**Your instructions:** Lay out everything in the data below from the line containing "Practice step: locate the white vinyl" down to the line containing "point(446, 114)" as a Markdown table, with a Row column numbering each line and a Line column holding its text, skipping blank lines. Include only those lines.

* Begin Provided data *

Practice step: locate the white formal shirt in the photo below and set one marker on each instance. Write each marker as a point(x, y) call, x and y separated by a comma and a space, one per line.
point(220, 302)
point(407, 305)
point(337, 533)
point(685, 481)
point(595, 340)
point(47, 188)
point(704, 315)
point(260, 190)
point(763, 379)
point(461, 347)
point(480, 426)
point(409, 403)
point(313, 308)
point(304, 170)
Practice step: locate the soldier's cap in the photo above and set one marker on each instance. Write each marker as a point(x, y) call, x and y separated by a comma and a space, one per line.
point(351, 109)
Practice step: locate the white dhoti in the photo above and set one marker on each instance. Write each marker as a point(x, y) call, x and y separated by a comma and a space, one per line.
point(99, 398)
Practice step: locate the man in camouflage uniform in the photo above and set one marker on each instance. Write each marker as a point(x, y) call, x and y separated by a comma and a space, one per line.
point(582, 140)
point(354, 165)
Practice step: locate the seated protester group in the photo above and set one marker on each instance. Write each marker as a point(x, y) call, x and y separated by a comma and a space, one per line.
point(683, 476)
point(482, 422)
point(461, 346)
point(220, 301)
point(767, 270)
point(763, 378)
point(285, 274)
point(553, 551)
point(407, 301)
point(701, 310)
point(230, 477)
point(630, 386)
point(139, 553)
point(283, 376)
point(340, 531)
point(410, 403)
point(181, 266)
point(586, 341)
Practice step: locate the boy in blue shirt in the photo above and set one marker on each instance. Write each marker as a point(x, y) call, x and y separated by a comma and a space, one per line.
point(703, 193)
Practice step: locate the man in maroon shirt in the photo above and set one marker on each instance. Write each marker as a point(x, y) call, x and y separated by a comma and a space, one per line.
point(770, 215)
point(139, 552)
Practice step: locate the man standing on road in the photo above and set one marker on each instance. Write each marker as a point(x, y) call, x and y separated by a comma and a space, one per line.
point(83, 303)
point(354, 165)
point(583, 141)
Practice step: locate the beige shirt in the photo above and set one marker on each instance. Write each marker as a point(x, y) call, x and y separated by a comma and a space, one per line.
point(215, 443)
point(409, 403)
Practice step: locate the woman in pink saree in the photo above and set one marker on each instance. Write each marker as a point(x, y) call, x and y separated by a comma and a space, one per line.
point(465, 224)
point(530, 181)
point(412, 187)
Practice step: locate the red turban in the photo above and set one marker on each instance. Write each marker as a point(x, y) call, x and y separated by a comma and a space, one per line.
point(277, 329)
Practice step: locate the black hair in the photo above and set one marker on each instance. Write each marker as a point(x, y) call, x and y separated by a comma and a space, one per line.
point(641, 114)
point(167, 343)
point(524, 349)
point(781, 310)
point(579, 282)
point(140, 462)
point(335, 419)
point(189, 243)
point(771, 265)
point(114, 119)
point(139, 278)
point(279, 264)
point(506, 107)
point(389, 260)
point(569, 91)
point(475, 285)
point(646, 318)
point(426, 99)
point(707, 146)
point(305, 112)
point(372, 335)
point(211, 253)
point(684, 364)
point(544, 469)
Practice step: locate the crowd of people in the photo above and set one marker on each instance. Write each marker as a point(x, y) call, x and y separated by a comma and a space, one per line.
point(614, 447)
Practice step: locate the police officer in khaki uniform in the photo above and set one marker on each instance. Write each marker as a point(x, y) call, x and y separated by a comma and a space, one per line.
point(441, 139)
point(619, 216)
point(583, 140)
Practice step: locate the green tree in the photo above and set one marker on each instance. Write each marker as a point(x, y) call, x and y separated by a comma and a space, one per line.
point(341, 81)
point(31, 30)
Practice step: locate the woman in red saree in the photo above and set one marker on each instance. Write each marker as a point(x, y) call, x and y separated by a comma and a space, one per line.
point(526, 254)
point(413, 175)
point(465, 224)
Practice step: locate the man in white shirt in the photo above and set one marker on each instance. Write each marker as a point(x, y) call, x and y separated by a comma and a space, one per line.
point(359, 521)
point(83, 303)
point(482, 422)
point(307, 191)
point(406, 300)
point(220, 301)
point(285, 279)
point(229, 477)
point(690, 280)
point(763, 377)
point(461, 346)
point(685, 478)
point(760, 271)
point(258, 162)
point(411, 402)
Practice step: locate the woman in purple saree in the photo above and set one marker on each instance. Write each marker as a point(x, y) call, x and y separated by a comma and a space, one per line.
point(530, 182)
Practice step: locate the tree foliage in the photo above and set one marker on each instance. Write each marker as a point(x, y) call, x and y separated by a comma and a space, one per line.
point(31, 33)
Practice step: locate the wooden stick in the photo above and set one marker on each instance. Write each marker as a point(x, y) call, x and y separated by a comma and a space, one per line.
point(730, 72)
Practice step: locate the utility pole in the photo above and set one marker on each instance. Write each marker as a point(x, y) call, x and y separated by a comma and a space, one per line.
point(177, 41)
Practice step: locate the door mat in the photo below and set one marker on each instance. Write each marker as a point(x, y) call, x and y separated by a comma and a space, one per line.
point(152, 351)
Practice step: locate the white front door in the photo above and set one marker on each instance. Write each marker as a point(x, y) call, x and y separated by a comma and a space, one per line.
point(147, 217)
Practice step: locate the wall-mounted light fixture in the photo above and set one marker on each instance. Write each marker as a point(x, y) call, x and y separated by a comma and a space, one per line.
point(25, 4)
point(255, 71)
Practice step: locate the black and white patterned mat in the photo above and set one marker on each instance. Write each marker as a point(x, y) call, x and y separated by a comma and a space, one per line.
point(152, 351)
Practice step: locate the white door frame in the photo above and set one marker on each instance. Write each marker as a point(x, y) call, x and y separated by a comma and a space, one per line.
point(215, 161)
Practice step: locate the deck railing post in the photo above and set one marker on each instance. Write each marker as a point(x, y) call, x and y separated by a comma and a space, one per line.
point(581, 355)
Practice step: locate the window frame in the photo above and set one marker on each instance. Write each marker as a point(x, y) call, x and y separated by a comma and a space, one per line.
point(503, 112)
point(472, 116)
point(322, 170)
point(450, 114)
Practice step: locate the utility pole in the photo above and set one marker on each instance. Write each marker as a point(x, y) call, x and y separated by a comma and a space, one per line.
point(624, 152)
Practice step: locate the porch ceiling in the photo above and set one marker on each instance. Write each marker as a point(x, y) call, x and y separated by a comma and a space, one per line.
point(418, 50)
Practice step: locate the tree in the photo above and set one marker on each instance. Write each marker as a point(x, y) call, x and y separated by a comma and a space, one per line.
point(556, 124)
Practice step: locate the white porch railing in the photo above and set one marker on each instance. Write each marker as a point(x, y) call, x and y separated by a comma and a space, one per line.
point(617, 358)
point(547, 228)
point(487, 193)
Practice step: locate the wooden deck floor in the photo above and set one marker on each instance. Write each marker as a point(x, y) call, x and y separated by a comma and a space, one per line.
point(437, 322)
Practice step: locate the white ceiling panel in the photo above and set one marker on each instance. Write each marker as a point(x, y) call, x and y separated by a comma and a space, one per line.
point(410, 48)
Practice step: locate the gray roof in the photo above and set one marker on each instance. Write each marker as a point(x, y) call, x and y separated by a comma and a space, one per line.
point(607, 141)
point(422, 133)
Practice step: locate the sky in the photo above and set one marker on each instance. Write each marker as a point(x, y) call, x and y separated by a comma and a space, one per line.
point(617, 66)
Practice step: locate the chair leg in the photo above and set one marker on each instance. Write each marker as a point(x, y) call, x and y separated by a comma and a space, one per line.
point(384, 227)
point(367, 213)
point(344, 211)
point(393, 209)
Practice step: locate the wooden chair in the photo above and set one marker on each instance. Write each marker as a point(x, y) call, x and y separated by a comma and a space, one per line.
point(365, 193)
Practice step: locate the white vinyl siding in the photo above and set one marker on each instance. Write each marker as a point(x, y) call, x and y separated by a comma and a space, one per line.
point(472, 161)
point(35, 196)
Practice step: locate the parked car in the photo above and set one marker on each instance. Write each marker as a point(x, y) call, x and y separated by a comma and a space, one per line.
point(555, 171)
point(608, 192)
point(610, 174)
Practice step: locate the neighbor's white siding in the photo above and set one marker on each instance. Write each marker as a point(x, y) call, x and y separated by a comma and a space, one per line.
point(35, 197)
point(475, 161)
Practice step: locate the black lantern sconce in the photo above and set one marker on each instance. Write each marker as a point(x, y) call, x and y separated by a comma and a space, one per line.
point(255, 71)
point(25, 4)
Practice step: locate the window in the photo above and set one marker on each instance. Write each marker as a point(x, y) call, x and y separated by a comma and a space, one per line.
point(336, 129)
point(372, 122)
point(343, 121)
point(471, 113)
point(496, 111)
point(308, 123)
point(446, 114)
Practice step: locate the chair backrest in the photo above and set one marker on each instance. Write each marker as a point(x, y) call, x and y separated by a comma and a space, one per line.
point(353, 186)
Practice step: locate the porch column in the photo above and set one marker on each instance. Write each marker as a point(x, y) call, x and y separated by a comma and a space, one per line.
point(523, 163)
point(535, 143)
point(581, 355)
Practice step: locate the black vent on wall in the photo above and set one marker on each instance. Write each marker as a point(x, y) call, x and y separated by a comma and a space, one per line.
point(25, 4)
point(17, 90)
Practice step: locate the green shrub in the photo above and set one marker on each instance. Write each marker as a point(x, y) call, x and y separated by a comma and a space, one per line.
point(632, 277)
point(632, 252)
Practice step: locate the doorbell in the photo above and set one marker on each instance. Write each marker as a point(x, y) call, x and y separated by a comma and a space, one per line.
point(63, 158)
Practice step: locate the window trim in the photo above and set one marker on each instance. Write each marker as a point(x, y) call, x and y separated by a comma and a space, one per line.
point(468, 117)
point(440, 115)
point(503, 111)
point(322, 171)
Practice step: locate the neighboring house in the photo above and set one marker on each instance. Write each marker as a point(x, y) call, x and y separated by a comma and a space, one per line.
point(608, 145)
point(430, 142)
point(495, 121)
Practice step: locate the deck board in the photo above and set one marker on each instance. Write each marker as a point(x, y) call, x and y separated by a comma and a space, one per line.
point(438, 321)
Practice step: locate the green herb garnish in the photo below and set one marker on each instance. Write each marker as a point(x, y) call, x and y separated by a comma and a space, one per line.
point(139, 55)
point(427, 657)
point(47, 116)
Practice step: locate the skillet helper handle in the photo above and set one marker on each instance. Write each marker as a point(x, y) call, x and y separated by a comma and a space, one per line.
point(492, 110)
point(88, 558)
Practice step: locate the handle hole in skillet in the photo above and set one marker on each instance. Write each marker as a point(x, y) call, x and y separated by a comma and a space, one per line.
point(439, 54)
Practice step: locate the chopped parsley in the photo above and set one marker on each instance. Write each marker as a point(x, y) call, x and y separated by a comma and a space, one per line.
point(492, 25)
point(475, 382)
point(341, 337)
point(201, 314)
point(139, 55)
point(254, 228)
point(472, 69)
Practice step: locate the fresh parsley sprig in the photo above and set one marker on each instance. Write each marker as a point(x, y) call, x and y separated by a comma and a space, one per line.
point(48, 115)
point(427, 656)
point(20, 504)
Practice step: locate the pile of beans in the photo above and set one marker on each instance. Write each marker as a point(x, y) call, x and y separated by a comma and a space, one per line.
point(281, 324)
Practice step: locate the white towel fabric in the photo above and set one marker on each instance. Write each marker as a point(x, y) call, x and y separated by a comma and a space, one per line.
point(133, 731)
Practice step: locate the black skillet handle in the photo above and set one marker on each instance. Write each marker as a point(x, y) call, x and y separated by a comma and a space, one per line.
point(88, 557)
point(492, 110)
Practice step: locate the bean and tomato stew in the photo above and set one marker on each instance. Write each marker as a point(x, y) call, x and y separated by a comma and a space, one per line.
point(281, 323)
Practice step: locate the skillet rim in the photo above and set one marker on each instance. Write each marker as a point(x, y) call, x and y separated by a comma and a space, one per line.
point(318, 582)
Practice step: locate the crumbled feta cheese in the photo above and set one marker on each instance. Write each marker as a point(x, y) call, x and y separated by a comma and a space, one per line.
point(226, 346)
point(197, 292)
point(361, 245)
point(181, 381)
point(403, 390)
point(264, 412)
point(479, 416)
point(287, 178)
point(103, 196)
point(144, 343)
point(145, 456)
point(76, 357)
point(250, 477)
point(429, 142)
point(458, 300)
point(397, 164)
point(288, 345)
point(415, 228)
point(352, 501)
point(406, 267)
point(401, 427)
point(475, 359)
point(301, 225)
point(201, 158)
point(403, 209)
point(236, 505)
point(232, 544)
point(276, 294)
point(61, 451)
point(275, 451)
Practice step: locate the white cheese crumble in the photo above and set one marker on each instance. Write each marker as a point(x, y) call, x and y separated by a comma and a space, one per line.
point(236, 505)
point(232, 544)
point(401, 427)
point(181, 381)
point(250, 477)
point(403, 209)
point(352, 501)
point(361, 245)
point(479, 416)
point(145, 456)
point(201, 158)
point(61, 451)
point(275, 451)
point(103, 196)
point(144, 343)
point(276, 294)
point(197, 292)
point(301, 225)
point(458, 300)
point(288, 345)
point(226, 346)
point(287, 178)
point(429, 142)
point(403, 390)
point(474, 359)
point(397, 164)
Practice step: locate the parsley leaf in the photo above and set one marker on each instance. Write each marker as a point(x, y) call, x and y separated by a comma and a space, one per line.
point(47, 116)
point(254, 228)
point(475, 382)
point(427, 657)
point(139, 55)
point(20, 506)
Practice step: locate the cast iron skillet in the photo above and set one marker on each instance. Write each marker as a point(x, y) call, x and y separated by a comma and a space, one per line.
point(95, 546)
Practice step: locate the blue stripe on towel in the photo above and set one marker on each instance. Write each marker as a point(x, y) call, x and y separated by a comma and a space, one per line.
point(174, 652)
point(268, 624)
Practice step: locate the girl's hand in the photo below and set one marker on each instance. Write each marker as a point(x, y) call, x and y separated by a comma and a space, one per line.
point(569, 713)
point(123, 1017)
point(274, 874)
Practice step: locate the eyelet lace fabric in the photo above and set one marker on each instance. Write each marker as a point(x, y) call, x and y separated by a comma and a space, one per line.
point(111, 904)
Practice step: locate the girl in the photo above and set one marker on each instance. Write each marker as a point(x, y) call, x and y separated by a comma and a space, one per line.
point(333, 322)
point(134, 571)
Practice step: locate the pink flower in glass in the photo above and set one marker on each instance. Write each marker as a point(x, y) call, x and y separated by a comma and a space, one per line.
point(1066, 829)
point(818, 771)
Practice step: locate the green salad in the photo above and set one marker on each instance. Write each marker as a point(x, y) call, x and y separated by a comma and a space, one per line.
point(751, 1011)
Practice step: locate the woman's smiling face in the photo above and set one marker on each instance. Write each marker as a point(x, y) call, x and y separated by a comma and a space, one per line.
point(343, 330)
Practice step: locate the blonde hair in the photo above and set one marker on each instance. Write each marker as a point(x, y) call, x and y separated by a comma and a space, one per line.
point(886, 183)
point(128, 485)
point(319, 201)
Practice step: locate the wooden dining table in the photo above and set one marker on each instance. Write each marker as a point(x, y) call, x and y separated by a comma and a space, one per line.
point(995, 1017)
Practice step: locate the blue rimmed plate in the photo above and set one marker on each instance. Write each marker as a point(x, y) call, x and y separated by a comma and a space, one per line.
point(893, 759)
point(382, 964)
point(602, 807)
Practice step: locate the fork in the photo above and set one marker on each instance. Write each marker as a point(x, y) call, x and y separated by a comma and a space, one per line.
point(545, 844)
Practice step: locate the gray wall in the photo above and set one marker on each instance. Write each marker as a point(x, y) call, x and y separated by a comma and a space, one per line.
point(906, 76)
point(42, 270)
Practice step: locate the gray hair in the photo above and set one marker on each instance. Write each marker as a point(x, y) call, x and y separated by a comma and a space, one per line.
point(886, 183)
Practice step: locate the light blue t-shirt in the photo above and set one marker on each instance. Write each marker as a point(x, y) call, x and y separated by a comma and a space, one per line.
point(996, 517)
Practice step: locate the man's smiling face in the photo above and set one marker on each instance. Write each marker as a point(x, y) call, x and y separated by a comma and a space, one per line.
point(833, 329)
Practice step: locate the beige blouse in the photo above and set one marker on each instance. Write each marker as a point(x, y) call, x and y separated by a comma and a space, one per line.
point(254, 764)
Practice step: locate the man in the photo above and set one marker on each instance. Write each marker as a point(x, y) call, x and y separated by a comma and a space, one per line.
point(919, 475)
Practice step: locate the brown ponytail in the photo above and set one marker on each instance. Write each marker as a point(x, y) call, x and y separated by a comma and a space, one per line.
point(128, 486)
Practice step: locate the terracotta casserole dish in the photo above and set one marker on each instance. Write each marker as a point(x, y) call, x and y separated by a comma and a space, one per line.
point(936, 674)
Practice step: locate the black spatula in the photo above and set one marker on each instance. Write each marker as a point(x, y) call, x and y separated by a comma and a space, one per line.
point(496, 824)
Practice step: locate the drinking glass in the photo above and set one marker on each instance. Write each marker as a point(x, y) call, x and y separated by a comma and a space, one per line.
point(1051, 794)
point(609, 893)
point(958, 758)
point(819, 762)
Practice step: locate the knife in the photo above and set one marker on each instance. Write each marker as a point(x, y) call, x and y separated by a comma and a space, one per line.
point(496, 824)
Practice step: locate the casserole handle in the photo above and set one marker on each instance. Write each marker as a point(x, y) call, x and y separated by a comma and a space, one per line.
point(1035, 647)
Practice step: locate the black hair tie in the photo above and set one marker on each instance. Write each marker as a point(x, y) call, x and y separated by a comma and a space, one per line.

* End Provided data *

**Exercise result:**
| Row | Line |
|---|---|
| 1 | Practice step: locate the white vinyl siding in the photo above and set one marker on each instance. Write each marker as a point(x, y) call, x and y separated by a comma and a space, one per line. |
| 2 | point(472, 161) |
| 3 | point(35, 196) |
| 4 | Practice step: locate the parked car in the photo above and set one marker on each instance. Write each marker as a point(x, y) call, x and y separated by a comma and a space, one per line. |
| 5 | point(555, 171) |
| 6 | point(608, 192) |
| 7 | point(610, 174) |
| 8 | Practice step: locate the neighbor's white siding in the photo above and set one marker on each instance. Write each marker as a point(x, y) call, x and y separated by a comma and a space, one per line. |
| 9 | point(35, 197) |
| 10 | point(475, 161) |
| 11 | Practice step: locate the black lantern sconce in the photo above and set one marker on each instance. Write each marker as a point(x, y) call, x and y separated by a comma and a space, one per line. |
| 12 | point(255, 71) |
| 13 | point(25, 4) |
| 14 | Practice step: locate the window in the photo above and set one marker on each instance. Write each marker as a point(x, y) call, x and y separated by a comma and a space, one per line. |
| 15 | point(336, 129) |
| 16 | point(372, 122) |
| 17 | point(343, 121) |
| 18 | point(471, 113) |
| 19 | point(496, 111) |
| 20 | point(308, 123) |
| 21 | point(446, 114) |